Work instructions:
1) Reproduce the stretch of the pensions update from "It remains unclear" through "minimum pension age.", word for word.
2) Transcribe the stretch of the entries from the line containing "wall shown in this photo, matching this sample?" through the line containing "point(130, 128)", including both of those lines.

Excerpted text:
──────────

It is worth noting that this case is unusual in that Mr T could clearly evidence his intention to invest in the stock market at the relevant time, and he could also show that the Tenco Scheme administrator was aware of that intention.  Notwithstanding that, the case is a useful reminder generally of the legal principles underlying awards of damages and the dangers of delaying in acting on transfer requests.


57 is the new 55: Government confirms increase in minimum pension age

The Government has confirmed that the minimum age at which members can draw a pension from their pension scheme will increase from age 55 to age 57 in 2028.  Part of the rationale cited for the change has been that this will keep a gap of ten years between the minimum pension age under private pension schemes and the state pension age (the state pension age is due to increase to age 67 by 2028 for both men and women).

It remains unclear at this stage whether any categories of individuals will be able to take advantage of any form of transitional protection or phasing in of the change, potentially allowing them to keep a minimum pension age or 55 (at least for a limited period post 2028).  Alternatively, the change could simply result in a ‘cliff edge’ change meaning that, on the day preceding implementation, pension benefits could be accessed at age 55 but, on implementation day, they could not.

While the change is some way off, it is something that will, in time, have to be communicated clearly to pension scheme members – not least as to how it might affect their options.  This is particularly so given the ‘pensions freedoms’ that were introduced in 2015 which were supposed to give pension scheme members more flexibility as to how they accessed their pension savings from minimum pension age.


Pensions Ombudsman:  Failure to pay contributions and calculating investment loss

In this case, Mr Y was employed by a company called PSDT for a number of months in 2019 and was supposedly enrolled into the National Employment Savings Trust (NEST) to ensure that PSDT met its auto-enrolment duties.

On leaving the employment of PSDT, Mr Y discovered that none of his employee contributions that had been deducted from his salary had actually been paid into NEST.  The employer had also not made any employer contributions, apart from one sole contribution made in June 2019.

The adjudicator at the Pensions Ombudsman noted that the contributions which had not been paid in respect of Mr Y’s employment now needed to be paid by PSDT to NEST.  The adjudicator provided that an assumption of 8% of investment growth should be added to the contributions which should have been paid by PSDT and Mr Y should receive a £500 maladministration award. 

On referral to the Pensions Ombudsman, the Ombudsman noted that he largely agreed with the adjudicator in terms of putting Mr Y back into the position he should have been in and requiring PSDT to make payments of the contributions due to NEST.  However, in terms of investment loss, the Pensions Ombudsman did not agree with the adjudicator’s approach. Instead of applying an assumption of 8% of investment growth, the Ombudsman determined that NEST should be consulted as to how the contributions would have increased in line with investments if they had been paid into NEST when they were due.  As a reference point for investment growth, the one employer contribution that had been made in June could be looked at to see what funds it had been invested in.  The maladministration award was also increased to £1,000.

──────────

Dataset content:
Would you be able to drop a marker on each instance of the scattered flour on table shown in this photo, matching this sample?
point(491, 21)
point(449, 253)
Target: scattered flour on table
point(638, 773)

──────────

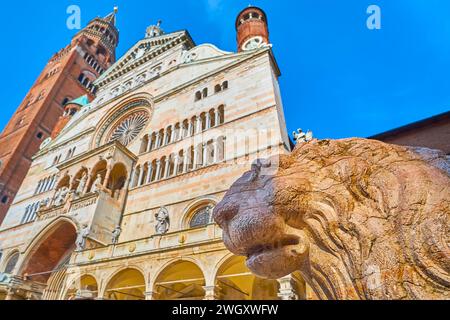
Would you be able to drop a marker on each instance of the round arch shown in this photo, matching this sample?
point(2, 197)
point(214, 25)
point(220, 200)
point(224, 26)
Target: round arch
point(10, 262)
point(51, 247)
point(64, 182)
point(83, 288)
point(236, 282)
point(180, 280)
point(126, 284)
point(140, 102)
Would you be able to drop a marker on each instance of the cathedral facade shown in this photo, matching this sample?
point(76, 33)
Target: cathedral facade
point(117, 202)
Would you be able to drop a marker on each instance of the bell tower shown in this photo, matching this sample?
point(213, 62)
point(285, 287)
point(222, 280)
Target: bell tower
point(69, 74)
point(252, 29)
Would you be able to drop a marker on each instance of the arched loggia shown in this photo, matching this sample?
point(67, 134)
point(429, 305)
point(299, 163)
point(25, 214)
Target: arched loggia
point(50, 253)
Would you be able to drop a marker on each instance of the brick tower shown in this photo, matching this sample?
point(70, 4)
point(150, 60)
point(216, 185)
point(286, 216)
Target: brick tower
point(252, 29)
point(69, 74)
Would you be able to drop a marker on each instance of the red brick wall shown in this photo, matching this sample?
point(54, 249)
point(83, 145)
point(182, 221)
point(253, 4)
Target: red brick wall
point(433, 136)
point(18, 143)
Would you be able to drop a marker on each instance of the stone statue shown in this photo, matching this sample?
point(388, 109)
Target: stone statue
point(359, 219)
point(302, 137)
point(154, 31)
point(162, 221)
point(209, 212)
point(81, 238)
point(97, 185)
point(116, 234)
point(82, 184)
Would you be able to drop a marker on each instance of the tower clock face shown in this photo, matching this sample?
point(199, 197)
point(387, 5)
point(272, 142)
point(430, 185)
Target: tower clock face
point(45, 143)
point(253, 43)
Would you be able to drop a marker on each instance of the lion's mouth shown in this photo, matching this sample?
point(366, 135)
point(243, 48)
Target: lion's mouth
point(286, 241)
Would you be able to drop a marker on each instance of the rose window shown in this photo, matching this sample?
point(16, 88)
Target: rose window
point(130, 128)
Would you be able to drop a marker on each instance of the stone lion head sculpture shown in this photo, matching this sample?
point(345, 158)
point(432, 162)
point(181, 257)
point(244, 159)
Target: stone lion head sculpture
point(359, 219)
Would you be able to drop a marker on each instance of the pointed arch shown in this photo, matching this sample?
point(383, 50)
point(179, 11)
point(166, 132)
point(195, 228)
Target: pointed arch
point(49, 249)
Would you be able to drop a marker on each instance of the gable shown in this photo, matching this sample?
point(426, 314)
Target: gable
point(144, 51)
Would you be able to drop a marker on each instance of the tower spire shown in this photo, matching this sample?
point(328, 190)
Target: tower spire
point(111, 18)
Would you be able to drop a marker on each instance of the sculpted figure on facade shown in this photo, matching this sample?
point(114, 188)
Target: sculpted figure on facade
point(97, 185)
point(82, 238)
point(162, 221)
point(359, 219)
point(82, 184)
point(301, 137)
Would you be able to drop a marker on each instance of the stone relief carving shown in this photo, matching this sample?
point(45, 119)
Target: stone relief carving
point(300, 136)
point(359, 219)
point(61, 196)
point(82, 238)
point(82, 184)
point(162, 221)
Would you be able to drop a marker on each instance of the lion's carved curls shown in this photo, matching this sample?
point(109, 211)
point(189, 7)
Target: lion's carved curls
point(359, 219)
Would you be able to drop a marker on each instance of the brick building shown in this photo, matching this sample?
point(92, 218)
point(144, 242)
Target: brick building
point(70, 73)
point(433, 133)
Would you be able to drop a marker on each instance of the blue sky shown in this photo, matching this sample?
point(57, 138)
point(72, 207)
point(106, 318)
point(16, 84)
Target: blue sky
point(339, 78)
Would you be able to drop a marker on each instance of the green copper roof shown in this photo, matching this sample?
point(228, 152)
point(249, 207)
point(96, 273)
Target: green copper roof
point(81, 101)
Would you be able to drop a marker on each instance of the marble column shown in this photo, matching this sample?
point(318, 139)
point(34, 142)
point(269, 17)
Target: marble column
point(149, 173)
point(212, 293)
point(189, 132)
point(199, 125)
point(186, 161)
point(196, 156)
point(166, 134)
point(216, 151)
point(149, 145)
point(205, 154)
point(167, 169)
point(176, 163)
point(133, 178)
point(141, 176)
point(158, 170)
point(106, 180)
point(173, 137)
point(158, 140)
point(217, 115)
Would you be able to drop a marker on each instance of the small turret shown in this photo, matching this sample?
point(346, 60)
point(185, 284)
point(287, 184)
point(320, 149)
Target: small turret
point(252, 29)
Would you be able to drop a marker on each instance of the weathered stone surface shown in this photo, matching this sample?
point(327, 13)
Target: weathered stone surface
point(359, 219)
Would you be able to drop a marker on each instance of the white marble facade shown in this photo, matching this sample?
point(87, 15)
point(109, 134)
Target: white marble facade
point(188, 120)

──────────

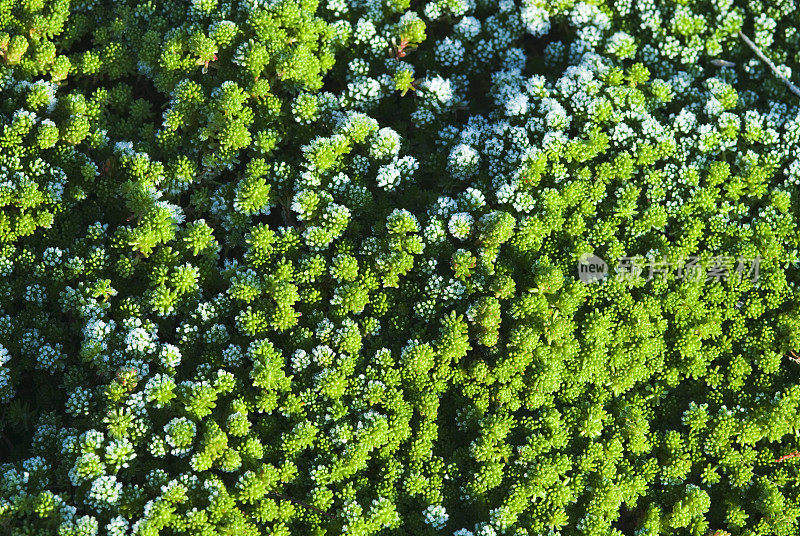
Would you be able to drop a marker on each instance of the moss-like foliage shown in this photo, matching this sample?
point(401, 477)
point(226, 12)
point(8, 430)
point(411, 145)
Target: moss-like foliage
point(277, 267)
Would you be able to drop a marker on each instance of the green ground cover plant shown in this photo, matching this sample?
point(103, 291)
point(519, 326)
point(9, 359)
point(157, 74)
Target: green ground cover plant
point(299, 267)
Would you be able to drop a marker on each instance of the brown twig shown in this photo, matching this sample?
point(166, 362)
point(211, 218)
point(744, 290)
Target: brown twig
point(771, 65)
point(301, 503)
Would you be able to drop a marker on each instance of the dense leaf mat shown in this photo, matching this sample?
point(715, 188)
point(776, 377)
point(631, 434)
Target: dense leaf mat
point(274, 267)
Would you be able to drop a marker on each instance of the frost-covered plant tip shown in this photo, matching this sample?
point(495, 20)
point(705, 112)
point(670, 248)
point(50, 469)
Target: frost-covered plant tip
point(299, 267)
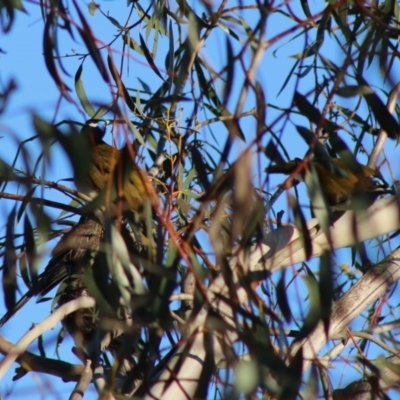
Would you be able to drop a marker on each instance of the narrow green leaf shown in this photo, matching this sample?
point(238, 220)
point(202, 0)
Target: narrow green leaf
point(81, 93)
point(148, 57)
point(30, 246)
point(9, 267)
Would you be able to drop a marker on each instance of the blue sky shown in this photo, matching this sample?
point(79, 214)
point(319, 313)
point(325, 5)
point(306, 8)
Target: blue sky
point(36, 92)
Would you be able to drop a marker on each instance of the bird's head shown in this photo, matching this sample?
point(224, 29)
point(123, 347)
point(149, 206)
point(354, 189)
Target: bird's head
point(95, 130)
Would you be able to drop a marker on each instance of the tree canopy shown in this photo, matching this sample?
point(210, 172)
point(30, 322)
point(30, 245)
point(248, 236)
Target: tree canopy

──────────

List of solutions:
1)
It remains unclear at this stage whether any categories of individuals will be able to take advantage of any form of transitional protection or phasing in of the change, potentially allowing them to keep a minimum pension age or 55 (at least for a limited period post 2028).  Alternatively, the change could simply result in a ‘cliff edge’ change meaning that, on the day preceding implementation, pension benefits could be accessed at age 55 but, on implementation day, they could not.

While the change is some way off, it is something that will, in time, have to be communicated clearly to pension scheme members – not least as to how it might affect their options.  This is particularly so given the ‘pensions freedoms’ that were introduced in 2015 which were supposed to give pension scheme members more flexibility as to how they accessed their pension savings from minimum pension age.

2)
Would you be able to drop a marker on each instance of the red brick wall shown in this photo, matching this sample?
point(54, 249)
point(83, 145)
point(182, 221)
point(253, 4)
Target: red brick wall
point(433, 136)
point(18, 143)
Would you be able to drop a marker on each instance of the stone statue shown in this photo, matching this sample?
point(388, 109)
Target: stone statue
point(359, 219)
point(302, 137)
point(154, 31)
point(162, 221)
point(209, 212)
point(81, 238)
point(97, 185)
point(116, 234)
point(82, 184)
Would you be able to drop a marker on each instance of the tower clock face shown in this photo, matching this sample?
point(199, 197)
point(387, 5)
point(272, 142)
point(430, 185)
Target: tower clock face
point(45, 143)
point(253, 43)
Would you be able to drop a marker on each instance of the lion's mouth shown in this photo, matching this sample?
point(366, 135)
point(243, 48)
Target: lion's mouth
point(286, 241)
Would you be able to drop a marker on each instance of the rose window shown in this photo, matching this sample?
point(16, 88)
Target: rose window
point(130, 128)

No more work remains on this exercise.